(DATA UNDER STUDY Opens)

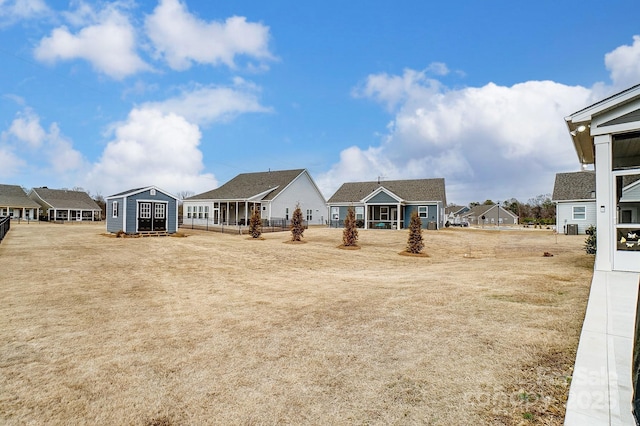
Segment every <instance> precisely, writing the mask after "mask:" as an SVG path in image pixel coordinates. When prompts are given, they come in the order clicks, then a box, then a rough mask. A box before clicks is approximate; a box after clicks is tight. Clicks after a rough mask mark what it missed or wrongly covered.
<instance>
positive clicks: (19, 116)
mask: <svg viewBox="0 0 640 426" xmlns="http://www.w3.org/2000/svg"><path fill="white" fill-rule="evenodd" d="M0 151H2V154H0V155H1V156H2V158H3V160H2V162H3V164H2V165H3V166H5V167H6V169H5V167H2V168H3V169H4V170H5V171H4V175H5V176H9V175H16V176H17V175H19V174H22V175H26V174H28V171H26V170H27V167H29V168H31V169H36V170H37V171H38V174H39V175H40V174H41V175H42V176H43V177H45V176H48V177H49V178H51V179H54V180H56V181H59V182H66V183H71V184H73V183H74V182H75V181H76V179H77V177H78V176H79V175H81V174H82V173H84V172H85V171H86V169H87V167H88V163H87V161H86V159H85V158H84V157H83V155H82V154H81V153H80V152H79V151H78V150H76V149H75V148H74V147H73V144H72V143H71V141H70V140H69V139H67V138H66V137H65V136H64V135H63V134H62V133H61V132H60V129H59V127H58V124H57V123H52V124H51V125H50V126H49V129H48V130H47V129H45V128H43V127H42V125H41V123H40V117H39V116H38V115H37V114H36V113H35V112H34V111H32V110H31V109H29V108H26V109H25V110H23V111H22V112H19V113H18V114H17V117H16V118H15V119H14V120H13V121H12V123H11V125H10V126H9V129H8V130H6V131H4V132H3V133H2V137H1V142H0ZM16 165H18V166H16Z"/></svg>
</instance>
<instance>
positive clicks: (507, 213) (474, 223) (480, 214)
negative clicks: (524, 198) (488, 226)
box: [462, 204, 519, 226]
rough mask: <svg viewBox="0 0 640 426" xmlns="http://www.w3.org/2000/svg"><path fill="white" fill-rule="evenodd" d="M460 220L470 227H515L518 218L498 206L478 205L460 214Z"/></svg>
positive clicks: (495, 204)
mask: <svg viewBox="0 0 640 426" xmlns="http://www.w3.org/2000/svg"><path fill="white" fill-rule="evenodd" d="M462 220H464V221H466V222H467V223H469V224H471V225H479V226H485V225H487V226H491V225H495V226H500V225H517V224H518V220H519V218H518V216H517V215H515V214H513V212H511V211H510V210H507V209H505V208H504V207H502V206H501V205H498V204H480V205H479V206H474V207H472V208H471V209H469V210H468V211H467V212H465V213H464V214H462Z"/></svg>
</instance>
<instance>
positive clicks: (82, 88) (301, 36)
mask: <svg viewBox="0 0 640 426" xmlns="http://www.w3.org/2000/svg"><path fill="white" fill-rule="evenodd" d="M638 16H640V2H638V1H637V0H628V1H614V2H610V3H607V4H606V5H603V3H602V2H595V1H588V0H587V1H562V2H558V1H539V2H513V1H491V2H478V1H450V2H425V1H396V2H388V1H367V2H338V1H333V0H329V1H323V2H312V3H310V2H299V1H295V2H294V1H288V0H282V1H275V2H264V1H227V2H222V1H217V2H216V1H195V0H191V1H178V0H161V1H157V2H156V1H140V2H133V1H127V0H125V1H117V2H108V1H107V2H88V1H87V2H83V1H71V2H61V1H55V2H54V1H45V0H0V40H1V43H0V61H1V63H2V66H0V183H5V184H16V185H21V186H23V187H25V188H27V189H28V188H31V187H35V186H49V187H50V188H74V187H81V188H84V189H85V190H87V191H88V192H90V193H91V194H92V195H96V194H100V195H103V196H107V195H110V194H113V193H116V192H120V191H123V190H127V189H130V188H135V187H140V186H146V185H157V186H159V187H161V188H163V189H165V190H168V191H171V192H173V193H176V194H181V193H186V192H190V193H199V192H204V191H207V190H210V189H213V188H215V187H217V186H219V185H221V184H223V183H224V182H226V181H227V180H229V179H231V178H233V177H234V176H235V175H237V174H238V173H244V172H254V171H266V170H268V169H271V170H283V169H292V168H307V169H308V170H309V171H310V173H311V175H312V177H313V178H314V180H315V181H316V183H317V184H318V186H319V187H320V189H321V190H322V192H323V193H324V195H325V197H327V198H329V197H330V196H331V195H332V194H333V192H335V190H336V189H337V188H338V187H339V186H340V184H342V183H343V182H349V181H364V180H376V179H378V177H382V179H383V180H384V179H414V178H432V177H443V178H445V182H446V187H447V198H448V201H449V202H450V203H458V204H467V203H469V202H471V201H484V200H485V199H492V200H494V201H498V200H504V199H507V198H512V197H515V198H517V199H519V200H521V201H527V200H528V199H529V198H533V197H535V196H536V195H539V194H545V193H550V192H552V190H553V182H554V177H555V174H556V173H558V172H567V171H575V170H579V168H580V164H579V163H578V160H577V156H576V154H575V152H574V151H573V146H572V143H571V140H570V138H569V135H568V132H567V130H566V126H565V124H564V117H565V116H567V115H569V114H571V113H573V112H575V111H577V110H579V109H581V108H583V107H585V106H587V105H590V104H591V103H593V102H596V101H598V100H600V99H602V98H604V97H606V96H608V95H610V94H612V93H615V92H617V91H620V90H623V89H626V88H628V87H630V86H632V85H635V84H638V83H640V20H639V19H637V17H638Z"/></svg>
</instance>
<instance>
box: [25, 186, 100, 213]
mask: <svg viewBox="0 0 640 426" xmlns="http://www.w3.org/2000/svg"><path fill="white" fill-rule="evenodd" d="M29 198H31V199H32V200H33V201H35V202H36V203H38V204H39V205H40V206H41V208H42V212H43V214H45V215H46V217H47V220H63V221H67V220H76V221H82V220H88V221H94V220H102V209H101V208H100V206H99V205H98V204H97V203H96V202H95V201H94V200H93V199H92V198H91V197H90V196H89V194H87V193H86V192H84V191H72V190H68V189H49V188H47V187H46V186H43V187H41V188H32V189H31V191H29Z"/></svg>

(DATA UNDER STUDY Closes)

*PROBLEM TO WORK ON*:
Please return each line of the listing above that contains "rough".

*SOLUTION TO THIS EXERCISE*:
Segment every <instance> precisely, writing the mask after "mask:" as an SVG path in image pixel coordinates. When prompts are given, they come in the order clicks, then a box, then a rough mask. A box before clicks is approximate; a box after clicks is tight. Clicks after a rough mask mark what it missed or wrongly covered.
rough mask: <svg viewBox="0 0 640 426" xmlns="http://www.w3.org/2000/svg"><path fill="white" fill-rule="evenodd" d="M460 220L470 227H515L518 218L498 206L478 205L460 214Z"/></svg>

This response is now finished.